TO DO: Look over the lines below. Report each one that includes the string "instance".

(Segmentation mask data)
··········

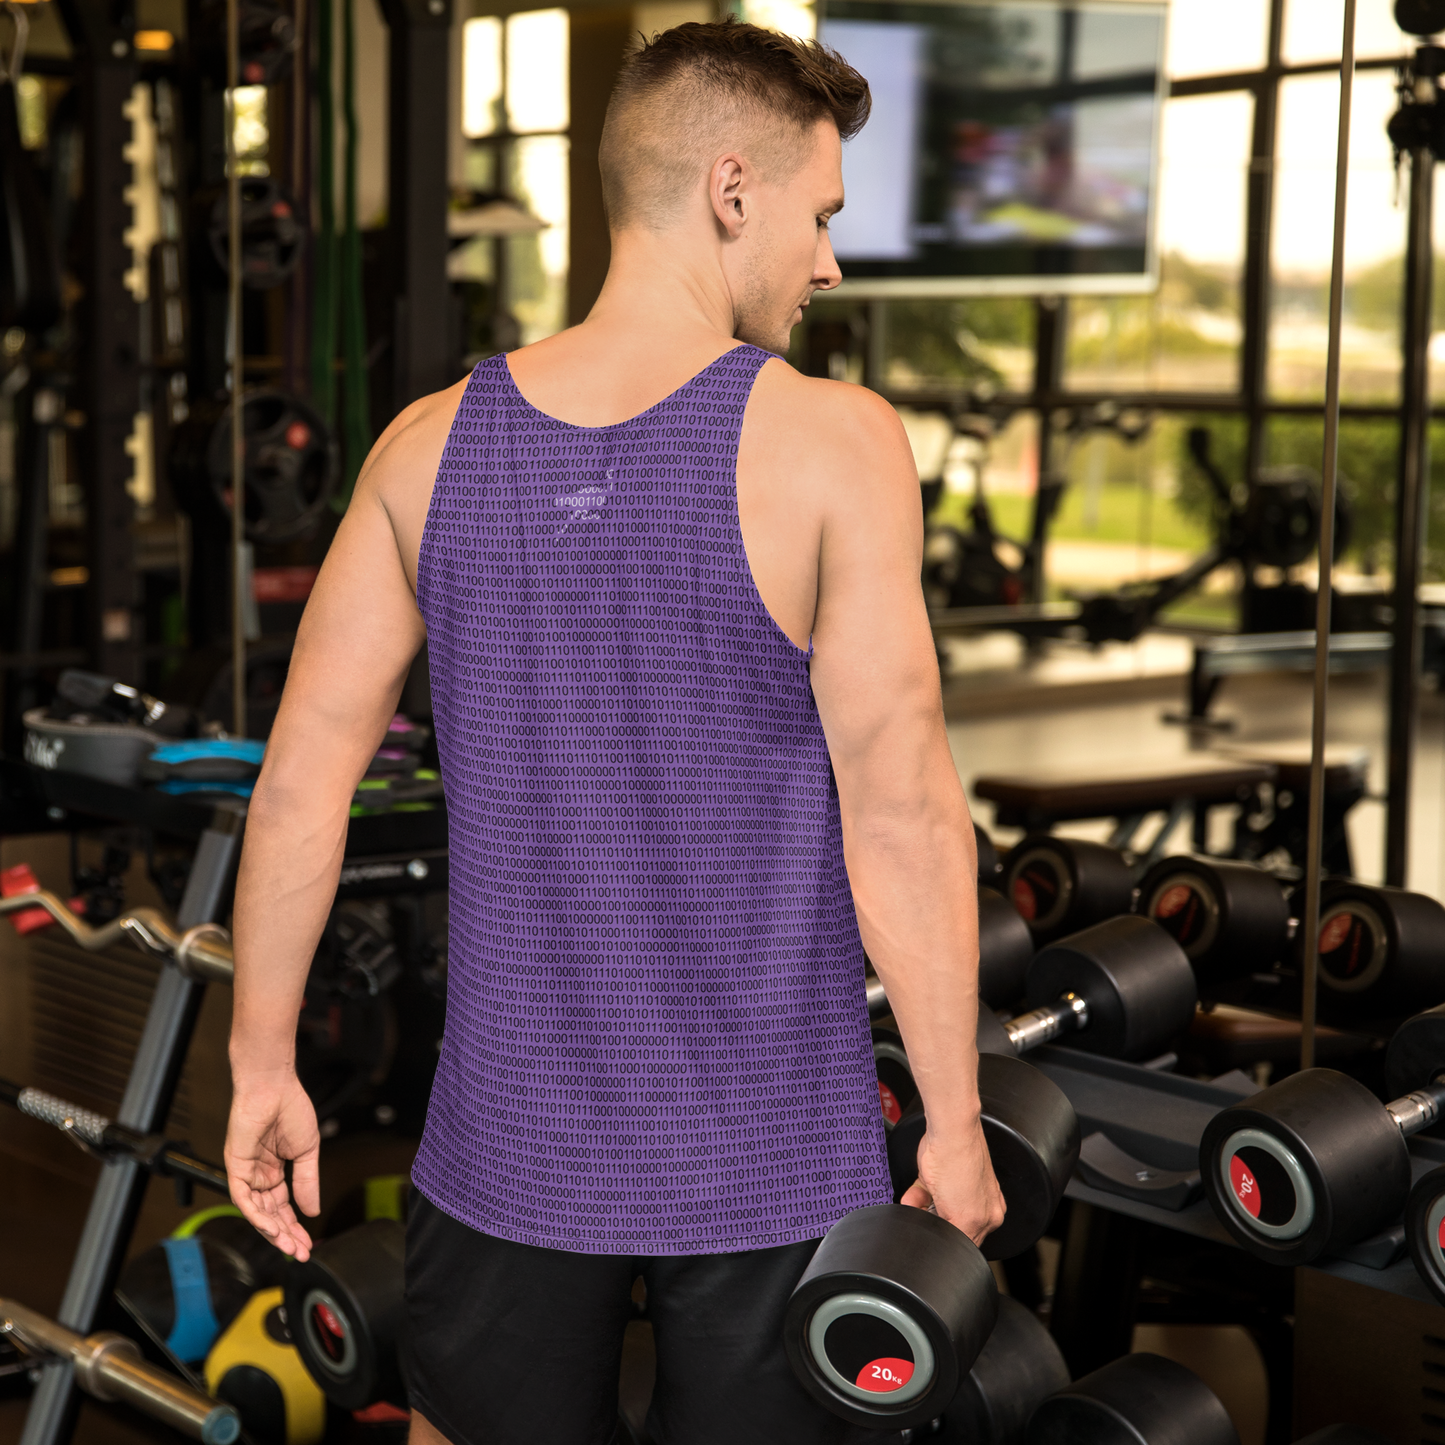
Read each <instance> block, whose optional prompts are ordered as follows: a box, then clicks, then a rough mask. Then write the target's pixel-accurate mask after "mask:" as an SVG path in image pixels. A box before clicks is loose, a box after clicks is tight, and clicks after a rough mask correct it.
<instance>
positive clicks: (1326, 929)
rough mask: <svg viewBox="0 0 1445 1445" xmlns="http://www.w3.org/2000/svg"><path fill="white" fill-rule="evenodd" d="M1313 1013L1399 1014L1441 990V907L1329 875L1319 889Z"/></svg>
mask: <svg viewBox="0 0 1445 1445" xmlns="http://www.w3.org/2000/svg"><path fill="white" fill-rule="evenodd" d="M1318 980H1319V988H1318V998H1319V1016H1321V1017H1322V1019H1327V1020H1328V1022H1331V1023H1344V1025H1350V1023H1357V1022H1358V1020H1361V1019H1370V1017H1381V1016H1390V1014H1394V1016H1399V1014H1405V1013H1410V1012H1412V1010H1415V1009H1422V1007H1426V1006H1429V1004H1433V1003H1438V1001H1439V1000H1441V997H1445V907H1441V905H1439V903H1436V902H1435V899H1431V897H1426V896H1425V894H1423V893H1406V892H1405V890H1403V889H1374V887H1366V886H1364V884H1361V883H1348V881H1344V880H1340V879H1332V880H1329V881H1327V883H1325V884H1324V887H1322V889H1321V892H1319V970H1318Z"/></svg>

··········

SOLUTION BELOW:
Read each <instance> block, whose optional prompts are ordered as follows: a box, then clicks, then a rough mask. Then write the target's pixel-accurate mask after "mask:" as an SVG path in image pixels. A box before clicks is loose, a box after clicks is tight, and clicks after a rough mask correct it.
<instance>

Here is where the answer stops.